======== Supplied text ========

One possibility that has attracted a lot of fanfare lies in the field of medicine. Last year, IBM made headlines when they used their quantum computer to successfully simulate the molecular structure of beryllium hydride, the most complex molecule ever simulated on a quantum machine. This is a field of research which classical computers usually have extreme difficulty with, and even supercomputers struggle to cope with the vast range of atomic (and sometimes quantum) complexities presented by complex molecular structures. Quantum computers, on the other hand, are able to read and predict the behaviour of such molecules with ease, even at a minuscule level. This ability is significant not just in an academic context; it is precisely this process of simulating molecules that is currently used to produce new drugs and treatments for disease. Harnessing the power of quantum computing for this kind of research could lead to a revolution in the development of new medicines.
But while quantum computers might set in motion a new wave of scientific innovation, they may also give rise to significant challenges. One such potentially hazardous use case is the quantum computer’s ability to factorise extremely large numbers. While this might seem relatively harmless at first sight, it is already stirring up anxieties in banks and governments around the world. Modern day cryptography, which ensures the security of the majority of data worldwide, relies on complex mathematical problems- tied to factorisation- that classical computers have insufficient power to solve. Such problems, however, are no match for quantum computers, and the arrival of these machines could render modern methods of cryptography meaningless, leaving everything from our passwords and bank details to even state secrets extremely vulnerable, able to be hacked, stolen or misused in the blink of an eye.

======== Recorded information ========

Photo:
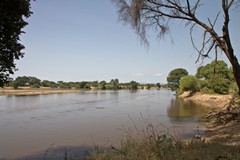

========

In the quantum computing passage, what molecule did IBM simulate on its quantum computer?

Answer =>
Beryllium hydride